#### Excerpt provided:
--------------------------------------------------

Online LLM clients for OpenAI, Google Gemini, Mistral, Anthropic Claude, and OpenRouter
Project description
covenance
Type-safe LLM outputs across any provider. Track every call and its cost.
from covenance import ask_llm
review = ask_llm("Write a short review of Inception", model="gpt-4.1-nano")
is_positive = ask_llm(
"Is this review positive? '{review}'",
model="gemini-2.5-flash-lite",
response_type=bool)
print(is_positive) # True/False
Usecases
- Structured outputs that work - Same code, any provider. Pydantic models, primitives, lists, tuples.
- Zero routing code - Model name determines provider automatically (
gemini-*,claude-*,gpt-*) - Convenience - you get TPM (Token Per Minute) limit retries automatically, as well as if the LLM fails to return the type you have requested.
- Visibility: Know what you're calling and spending - Every call logged with token counts and cost.

--------------------------------------------------

#### Record excerpts:
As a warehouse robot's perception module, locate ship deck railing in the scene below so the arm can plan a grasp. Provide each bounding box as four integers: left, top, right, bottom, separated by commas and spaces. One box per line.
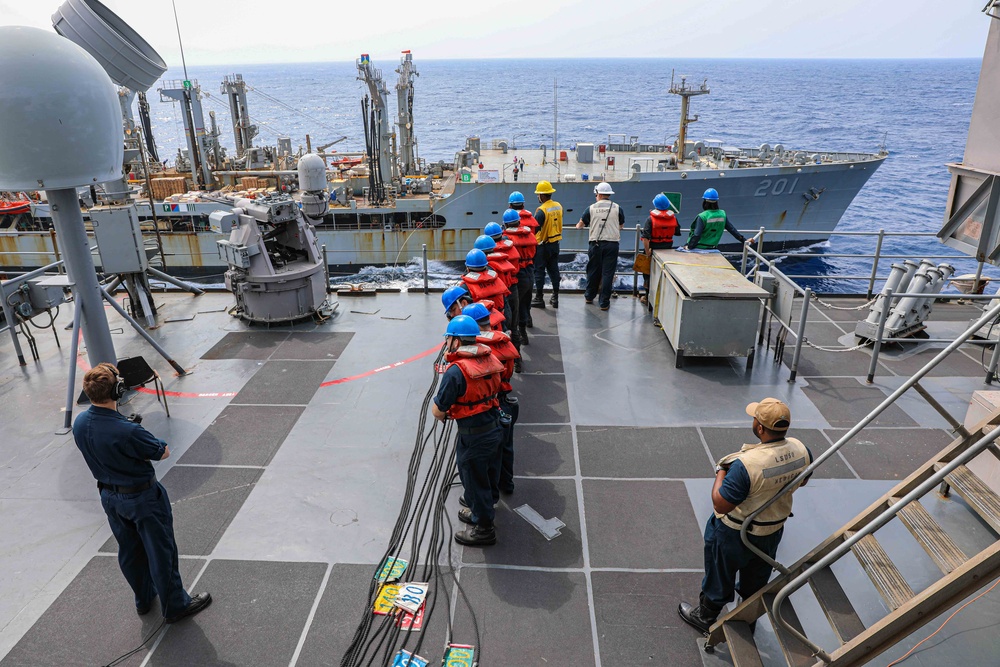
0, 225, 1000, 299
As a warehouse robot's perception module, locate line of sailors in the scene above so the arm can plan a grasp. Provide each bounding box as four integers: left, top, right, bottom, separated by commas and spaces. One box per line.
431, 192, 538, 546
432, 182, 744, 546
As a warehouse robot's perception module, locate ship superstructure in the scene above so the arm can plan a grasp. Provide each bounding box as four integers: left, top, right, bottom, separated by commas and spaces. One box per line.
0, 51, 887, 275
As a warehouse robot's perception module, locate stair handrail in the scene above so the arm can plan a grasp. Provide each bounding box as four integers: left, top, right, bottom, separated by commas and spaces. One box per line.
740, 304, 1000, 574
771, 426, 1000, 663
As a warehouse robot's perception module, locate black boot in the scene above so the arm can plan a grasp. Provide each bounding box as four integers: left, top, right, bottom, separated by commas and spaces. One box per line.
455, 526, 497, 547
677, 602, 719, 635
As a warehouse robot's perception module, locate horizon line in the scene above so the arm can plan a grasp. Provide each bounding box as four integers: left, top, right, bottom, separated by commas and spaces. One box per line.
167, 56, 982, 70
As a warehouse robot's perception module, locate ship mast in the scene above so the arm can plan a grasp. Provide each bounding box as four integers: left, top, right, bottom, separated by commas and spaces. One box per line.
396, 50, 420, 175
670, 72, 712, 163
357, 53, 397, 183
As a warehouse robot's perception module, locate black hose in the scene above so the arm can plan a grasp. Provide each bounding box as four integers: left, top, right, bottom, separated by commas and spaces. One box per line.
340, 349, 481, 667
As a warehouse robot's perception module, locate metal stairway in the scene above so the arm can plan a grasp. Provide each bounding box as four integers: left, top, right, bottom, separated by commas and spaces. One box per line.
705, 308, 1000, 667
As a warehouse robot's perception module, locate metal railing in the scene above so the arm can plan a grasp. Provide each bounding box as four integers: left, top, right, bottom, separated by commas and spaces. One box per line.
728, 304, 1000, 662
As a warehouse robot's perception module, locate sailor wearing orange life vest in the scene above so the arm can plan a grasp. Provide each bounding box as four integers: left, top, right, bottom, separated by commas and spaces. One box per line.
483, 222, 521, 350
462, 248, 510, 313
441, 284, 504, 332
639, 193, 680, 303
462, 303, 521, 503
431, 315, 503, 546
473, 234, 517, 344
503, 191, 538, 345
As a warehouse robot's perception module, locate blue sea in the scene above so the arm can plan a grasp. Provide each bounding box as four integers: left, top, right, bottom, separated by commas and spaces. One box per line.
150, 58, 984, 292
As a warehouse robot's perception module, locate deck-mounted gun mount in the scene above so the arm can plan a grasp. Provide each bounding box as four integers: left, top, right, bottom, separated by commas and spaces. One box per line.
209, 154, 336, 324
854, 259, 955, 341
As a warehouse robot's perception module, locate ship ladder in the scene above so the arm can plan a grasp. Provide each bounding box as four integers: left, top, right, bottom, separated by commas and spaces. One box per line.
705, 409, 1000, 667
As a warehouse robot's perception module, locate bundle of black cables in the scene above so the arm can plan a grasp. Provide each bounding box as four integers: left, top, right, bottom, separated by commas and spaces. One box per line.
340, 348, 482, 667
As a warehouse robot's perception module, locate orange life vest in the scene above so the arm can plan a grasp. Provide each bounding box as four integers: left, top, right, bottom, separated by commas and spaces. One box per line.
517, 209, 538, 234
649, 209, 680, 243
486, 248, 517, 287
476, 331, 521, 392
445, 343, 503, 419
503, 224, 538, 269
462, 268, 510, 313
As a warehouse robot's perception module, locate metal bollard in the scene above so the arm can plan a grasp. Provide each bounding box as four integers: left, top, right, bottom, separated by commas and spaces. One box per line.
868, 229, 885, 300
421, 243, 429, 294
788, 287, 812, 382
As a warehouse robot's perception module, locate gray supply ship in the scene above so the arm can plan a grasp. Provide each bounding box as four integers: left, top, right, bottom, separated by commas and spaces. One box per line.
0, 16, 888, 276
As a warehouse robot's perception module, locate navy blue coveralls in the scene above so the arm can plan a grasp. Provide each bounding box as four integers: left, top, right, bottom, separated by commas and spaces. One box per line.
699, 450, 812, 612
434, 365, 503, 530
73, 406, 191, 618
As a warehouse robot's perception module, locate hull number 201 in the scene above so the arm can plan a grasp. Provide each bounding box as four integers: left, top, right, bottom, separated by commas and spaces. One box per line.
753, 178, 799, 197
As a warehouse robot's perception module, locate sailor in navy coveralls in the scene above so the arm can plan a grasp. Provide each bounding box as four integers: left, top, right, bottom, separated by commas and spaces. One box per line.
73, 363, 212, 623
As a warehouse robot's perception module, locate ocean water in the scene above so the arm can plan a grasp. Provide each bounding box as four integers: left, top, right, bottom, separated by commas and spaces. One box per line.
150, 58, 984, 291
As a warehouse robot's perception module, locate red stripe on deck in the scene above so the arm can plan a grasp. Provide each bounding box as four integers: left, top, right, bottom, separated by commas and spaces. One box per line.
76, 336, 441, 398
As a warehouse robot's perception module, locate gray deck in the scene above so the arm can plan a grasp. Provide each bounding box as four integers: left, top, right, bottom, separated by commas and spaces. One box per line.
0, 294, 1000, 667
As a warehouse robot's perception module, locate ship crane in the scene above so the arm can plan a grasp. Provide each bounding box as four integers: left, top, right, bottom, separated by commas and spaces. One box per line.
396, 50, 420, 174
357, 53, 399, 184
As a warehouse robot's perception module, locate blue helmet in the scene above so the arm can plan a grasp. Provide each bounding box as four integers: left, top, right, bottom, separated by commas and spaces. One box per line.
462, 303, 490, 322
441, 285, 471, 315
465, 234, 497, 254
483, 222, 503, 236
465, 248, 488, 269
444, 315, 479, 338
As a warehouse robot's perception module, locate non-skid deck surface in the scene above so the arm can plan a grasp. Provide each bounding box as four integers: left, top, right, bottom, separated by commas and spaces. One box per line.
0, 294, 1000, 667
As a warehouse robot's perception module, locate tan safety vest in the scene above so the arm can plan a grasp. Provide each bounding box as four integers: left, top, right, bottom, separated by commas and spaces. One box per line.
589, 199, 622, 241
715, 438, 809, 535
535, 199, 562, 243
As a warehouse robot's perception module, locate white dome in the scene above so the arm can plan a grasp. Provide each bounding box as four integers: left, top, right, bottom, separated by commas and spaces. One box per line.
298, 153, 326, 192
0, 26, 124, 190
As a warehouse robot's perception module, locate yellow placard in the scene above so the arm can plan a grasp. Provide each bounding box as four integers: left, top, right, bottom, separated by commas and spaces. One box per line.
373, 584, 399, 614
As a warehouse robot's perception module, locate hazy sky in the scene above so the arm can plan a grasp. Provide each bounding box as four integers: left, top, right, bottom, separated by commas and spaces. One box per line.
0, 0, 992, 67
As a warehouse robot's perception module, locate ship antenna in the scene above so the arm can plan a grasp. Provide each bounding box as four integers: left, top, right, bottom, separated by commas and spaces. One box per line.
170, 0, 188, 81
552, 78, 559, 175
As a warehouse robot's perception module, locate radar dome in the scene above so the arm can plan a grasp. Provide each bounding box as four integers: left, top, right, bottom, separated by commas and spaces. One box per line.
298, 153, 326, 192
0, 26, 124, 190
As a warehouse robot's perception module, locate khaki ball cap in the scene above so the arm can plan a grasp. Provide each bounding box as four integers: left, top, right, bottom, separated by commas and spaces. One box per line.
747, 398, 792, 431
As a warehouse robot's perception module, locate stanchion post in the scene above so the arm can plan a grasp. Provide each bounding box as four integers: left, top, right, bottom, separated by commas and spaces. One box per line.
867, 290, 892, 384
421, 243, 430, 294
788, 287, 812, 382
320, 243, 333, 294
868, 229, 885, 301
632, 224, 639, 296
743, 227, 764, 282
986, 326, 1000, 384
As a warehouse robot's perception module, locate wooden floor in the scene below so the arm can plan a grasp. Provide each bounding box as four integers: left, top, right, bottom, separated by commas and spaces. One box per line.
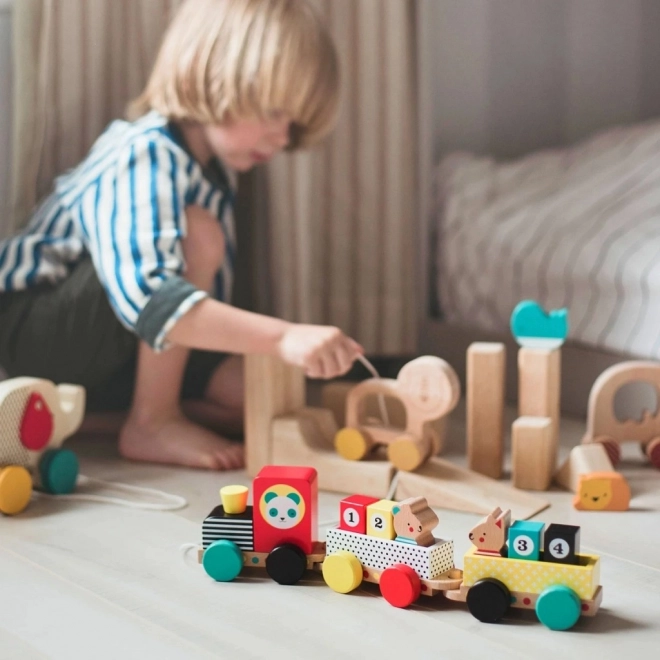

--------------------------------------------------

#### Goal of the exercise:
Print everything in the covenance project description from "- Zero routing" down to "you have requested.", word for word.

#### Written answer:
- Zero routing code - Model name determines provider automatically (
gemini-*,claude-*,gpt-*) - Convenience - you get TPM (Token Per Minute) limit retries automatically, as well as if the LLM fails to return the type you have requested.